■ PROBLEM DETAILS ■
Display each line of the entries below that contains the word "pine", copying every such line in full.

■ STORED ROWS ■
---+---

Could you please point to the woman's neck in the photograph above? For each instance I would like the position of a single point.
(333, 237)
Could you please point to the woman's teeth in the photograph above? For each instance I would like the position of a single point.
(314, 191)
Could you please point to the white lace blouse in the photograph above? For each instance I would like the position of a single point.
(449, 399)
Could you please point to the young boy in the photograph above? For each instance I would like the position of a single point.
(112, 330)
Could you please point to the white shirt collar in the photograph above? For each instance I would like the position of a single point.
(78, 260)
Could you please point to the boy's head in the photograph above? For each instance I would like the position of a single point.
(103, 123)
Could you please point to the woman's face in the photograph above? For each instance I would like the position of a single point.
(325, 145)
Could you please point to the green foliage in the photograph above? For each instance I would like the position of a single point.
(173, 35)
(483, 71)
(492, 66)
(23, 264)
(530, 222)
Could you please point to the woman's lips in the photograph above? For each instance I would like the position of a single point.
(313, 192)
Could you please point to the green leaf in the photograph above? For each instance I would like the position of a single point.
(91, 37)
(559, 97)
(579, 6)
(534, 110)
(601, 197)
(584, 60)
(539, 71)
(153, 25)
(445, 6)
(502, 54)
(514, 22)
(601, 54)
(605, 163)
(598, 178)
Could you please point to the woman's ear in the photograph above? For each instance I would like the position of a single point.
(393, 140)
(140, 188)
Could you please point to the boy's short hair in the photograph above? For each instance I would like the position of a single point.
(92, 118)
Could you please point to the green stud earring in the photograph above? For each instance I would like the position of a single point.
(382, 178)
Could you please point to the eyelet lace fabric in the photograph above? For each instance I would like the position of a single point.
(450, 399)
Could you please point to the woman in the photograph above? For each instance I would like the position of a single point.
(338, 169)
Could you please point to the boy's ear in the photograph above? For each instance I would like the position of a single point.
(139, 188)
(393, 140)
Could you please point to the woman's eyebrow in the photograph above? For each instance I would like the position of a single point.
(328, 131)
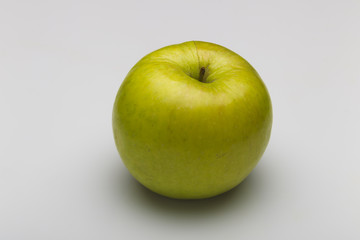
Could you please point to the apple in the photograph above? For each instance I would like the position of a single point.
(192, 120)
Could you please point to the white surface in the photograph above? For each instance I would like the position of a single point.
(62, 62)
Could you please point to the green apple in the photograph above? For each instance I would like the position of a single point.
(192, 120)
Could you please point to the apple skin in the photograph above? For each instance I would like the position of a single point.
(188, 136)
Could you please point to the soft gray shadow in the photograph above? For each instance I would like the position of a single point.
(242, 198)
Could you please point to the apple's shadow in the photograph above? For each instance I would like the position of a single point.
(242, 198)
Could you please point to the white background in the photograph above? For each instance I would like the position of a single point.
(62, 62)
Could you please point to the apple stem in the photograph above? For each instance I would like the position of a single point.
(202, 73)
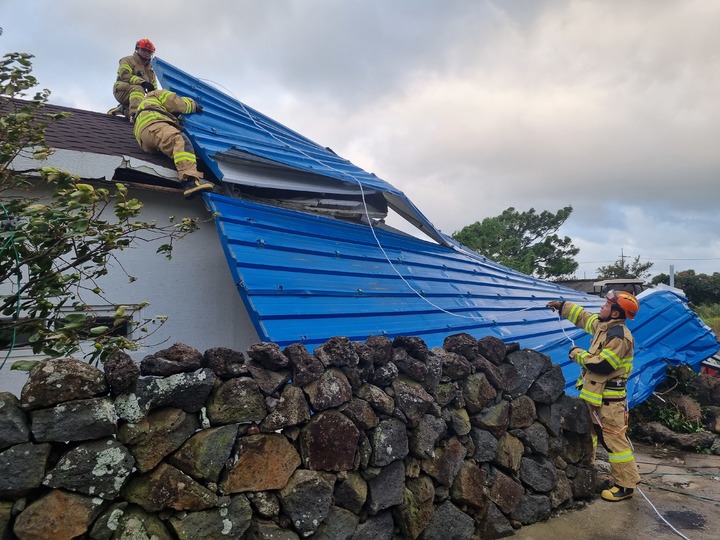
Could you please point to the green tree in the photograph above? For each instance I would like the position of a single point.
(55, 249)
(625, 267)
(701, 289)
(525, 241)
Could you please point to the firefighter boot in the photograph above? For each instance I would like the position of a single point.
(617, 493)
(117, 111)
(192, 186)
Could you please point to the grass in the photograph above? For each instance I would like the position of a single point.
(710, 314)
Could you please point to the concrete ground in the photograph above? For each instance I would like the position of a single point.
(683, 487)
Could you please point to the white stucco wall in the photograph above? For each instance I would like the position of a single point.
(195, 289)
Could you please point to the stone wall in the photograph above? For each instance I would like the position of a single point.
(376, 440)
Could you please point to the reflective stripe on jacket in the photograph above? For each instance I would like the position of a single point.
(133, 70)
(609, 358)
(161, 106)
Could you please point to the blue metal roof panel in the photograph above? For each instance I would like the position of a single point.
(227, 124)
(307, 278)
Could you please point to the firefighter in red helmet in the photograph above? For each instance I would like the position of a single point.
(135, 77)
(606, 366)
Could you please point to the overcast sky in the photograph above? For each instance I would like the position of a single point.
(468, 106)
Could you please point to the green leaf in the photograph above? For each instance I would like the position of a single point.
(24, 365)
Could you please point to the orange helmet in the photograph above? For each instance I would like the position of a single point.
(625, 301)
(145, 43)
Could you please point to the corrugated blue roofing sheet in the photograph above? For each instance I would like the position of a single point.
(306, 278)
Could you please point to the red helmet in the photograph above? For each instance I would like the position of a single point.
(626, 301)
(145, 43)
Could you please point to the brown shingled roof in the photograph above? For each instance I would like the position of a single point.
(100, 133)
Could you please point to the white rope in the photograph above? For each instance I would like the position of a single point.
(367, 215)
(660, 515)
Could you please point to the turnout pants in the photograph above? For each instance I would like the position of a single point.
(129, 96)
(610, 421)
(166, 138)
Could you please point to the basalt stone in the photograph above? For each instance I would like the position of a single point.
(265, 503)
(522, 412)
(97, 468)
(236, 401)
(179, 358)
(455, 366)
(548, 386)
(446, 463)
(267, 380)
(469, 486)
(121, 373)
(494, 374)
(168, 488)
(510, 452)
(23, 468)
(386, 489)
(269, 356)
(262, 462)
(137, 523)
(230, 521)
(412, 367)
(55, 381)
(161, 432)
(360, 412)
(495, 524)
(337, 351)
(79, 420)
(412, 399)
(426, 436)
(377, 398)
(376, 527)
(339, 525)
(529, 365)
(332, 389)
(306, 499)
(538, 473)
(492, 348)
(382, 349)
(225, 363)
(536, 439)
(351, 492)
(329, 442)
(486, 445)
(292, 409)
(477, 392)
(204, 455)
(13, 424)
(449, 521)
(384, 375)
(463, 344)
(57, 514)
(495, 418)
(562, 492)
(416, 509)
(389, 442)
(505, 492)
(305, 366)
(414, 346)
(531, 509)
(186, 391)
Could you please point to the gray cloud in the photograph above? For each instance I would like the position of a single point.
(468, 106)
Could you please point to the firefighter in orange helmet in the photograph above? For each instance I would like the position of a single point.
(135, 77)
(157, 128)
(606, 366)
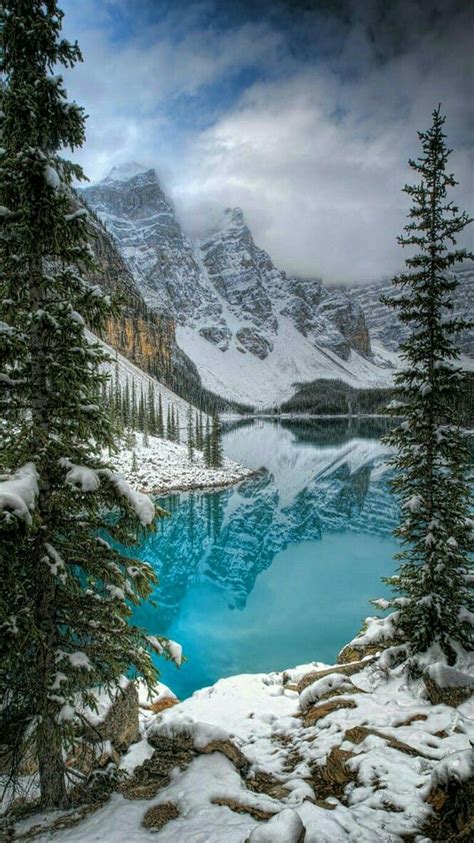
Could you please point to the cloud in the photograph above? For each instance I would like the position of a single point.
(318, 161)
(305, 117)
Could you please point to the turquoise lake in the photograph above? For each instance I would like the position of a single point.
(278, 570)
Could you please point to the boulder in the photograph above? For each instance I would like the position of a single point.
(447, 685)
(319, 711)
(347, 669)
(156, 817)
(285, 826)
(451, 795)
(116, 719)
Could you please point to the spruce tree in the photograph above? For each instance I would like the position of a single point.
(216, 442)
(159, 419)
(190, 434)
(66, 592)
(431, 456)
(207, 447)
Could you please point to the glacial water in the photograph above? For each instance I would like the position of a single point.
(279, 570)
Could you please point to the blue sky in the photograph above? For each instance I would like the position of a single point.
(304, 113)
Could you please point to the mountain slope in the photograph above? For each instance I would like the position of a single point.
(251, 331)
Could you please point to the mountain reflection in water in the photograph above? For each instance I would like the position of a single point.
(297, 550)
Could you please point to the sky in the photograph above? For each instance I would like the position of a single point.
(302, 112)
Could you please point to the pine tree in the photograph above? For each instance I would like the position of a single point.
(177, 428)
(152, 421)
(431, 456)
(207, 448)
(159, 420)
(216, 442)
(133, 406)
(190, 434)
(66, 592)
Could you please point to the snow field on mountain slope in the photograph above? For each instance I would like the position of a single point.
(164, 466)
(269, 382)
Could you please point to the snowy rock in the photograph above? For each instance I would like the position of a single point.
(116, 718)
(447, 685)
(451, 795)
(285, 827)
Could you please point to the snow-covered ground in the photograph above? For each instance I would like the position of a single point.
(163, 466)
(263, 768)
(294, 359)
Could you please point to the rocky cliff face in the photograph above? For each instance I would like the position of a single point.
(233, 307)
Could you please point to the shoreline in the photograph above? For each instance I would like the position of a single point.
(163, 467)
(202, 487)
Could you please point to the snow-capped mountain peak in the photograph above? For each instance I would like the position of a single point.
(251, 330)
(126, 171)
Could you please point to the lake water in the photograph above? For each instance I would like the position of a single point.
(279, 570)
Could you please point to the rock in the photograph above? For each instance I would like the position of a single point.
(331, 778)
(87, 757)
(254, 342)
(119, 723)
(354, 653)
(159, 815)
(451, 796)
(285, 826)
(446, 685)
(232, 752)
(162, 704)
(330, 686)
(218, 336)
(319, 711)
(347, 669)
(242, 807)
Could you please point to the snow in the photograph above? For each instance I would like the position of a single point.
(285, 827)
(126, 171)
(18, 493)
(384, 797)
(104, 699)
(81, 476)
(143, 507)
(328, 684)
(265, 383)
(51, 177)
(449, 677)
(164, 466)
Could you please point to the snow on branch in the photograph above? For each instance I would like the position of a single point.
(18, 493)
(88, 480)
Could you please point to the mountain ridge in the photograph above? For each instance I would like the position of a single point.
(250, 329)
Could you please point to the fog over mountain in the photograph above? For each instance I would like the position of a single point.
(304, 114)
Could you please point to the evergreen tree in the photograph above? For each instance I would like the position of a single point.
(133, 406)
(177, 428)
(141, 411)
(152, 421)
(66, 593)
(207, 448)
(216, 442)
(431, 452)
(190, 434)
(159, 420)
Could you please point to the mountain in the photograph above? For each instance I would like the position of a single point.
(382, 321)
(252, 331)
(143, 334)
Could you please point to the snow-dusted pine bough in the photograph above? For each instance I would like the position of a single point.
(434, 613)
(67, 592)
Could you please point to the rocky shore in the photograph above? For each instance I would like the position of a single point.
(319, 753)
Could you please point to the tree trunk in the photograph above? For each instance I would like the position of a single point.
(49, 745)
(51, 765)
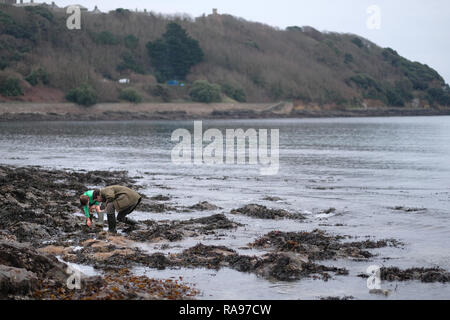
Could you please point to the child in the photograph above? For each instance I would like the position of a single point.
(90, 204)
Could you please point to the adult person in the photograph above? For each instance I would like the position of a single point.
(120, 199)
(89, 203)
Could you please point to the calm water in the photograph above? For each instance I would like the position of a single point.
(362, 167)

---+---

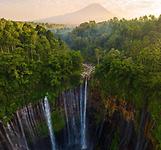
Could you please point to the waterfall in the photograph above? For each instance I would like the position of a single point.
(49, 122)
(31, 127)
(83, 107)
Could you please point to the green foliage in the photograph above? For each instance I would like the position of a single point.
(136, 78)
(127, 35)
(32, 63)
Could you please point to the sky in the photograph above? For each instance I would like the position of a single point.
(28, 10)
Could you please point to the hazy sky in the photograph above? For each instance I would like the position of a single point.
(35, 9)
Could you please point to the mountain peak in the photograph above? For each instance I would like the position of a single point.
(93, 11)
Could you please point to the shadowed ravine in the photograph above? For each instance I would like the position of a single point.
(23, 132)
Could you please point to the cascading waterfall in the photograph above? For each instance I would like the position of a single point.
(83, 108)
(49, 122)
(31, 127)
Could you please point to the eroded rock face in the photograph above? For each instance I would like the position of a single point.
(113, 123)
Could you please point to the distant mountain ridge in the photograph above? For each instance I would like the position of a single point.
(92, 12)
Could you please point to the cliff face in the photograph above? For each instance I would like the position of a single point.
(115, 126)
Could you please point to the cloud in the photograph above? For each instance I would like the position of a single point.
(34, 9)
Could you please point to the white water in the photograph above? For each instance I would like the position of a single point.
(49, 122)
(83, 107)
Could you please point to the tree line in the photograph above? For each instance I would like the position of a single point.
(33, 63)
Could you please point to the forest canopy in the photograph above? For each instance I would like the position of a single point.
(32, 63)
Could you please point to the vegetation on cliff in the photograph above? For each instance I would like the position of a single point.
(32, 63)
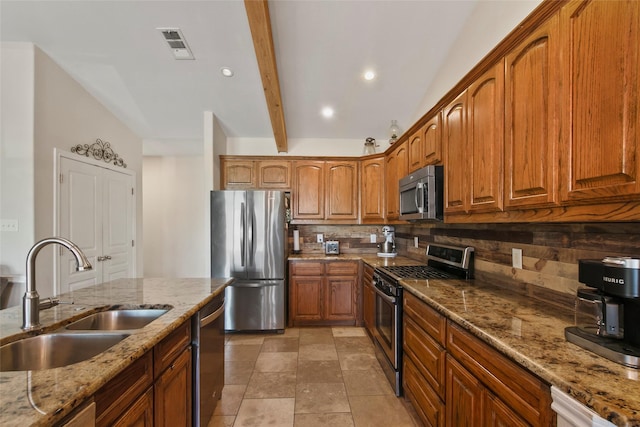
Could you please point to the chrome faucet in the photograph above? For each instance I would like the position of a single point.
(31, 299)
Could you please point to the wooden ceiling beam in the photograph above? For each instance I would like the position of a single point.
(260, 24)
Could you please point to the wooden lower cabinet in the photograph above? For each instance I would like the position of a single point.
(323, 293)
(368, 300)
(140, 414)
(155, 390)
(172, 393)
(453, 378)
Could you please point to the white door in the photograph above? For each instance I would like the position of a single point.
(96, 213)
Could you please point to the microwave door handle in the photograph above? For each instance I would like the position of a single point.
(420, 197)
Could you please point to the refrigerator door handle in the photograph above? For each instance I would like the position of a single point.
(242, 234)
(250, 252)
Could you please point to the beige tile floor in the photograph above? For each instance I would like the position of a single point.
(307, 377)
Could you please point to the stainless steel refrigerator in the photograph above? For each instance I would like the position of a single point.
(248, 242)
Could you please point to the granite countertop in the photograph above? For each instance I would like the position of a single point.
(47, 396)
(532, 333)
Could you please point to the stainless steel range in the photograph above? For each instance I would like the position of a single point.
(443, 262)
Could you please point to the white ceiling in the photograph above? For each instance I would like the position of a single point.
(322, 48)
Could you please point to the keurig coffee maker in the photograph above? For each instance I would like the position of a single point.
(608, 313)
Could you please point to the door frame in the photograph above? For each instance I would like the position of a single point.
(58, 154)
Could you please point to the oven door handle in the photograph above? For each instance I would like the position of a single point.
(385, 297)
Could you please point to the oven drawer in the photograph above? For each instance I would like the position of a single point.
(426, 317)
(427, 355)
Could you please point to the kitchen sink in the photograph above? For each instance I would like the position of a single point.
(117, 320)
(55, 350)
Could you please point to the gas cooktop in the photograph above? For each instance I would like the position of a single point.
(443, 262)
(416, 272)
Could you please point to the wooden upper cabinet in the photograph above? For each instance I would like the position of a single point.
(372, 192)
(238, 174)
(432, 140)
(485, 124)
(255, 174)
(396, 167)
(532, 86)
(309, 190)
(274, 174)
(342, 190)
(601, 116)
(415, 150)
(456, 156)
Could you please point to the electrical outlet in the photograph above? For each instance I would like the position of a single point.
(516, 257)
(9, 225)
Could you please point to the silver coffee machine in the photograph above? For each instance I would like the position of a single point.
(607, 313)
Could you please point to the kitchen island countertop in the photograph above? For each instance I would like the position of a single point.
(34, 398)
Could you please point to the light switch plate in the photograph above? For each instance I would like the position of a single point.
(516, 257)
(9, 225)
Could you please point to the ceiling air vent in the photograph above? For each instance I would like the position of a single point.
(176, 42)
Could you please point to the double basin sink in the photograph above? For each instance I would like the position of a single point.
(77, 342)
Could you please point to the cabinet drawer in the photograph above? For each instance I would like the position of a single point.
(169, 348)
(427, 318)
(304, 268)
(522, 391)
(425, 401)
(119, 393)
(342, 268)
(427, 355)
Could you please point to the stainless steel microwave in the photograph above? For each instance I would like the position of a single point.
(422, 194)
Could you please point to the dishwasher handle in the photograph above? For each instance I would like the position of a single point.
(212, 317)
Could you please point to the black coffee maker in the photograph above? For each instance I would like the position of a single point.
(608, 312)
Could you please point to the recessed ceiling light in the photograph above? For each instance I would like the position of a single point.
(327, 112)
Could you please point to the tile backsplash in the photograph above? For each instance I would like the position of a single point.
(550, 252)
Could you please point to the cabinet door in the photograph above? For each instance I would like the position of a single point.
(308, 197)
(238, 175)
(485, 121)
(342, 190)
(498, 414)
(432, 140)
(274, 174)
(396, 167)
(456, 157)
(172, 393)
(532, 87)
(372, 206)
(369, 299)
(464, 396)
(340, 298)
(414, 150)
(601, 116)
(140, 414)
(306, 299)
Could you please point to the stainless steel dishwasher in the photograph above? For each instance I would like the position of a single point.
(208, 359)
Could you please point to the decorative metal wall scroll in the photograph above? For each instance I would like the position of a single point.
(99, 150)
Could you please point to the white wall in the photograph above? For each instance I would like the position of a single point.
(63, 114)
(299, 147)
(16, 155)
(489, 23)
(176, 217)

---+---

■ COMPLETED TASK ■
Could you please point to the pine tree in the photograph above? For each instance I would like the position of a single point.
Could you please point to the snow-dusted pine bough in the photograph above? For each instance I would like the position of a single point.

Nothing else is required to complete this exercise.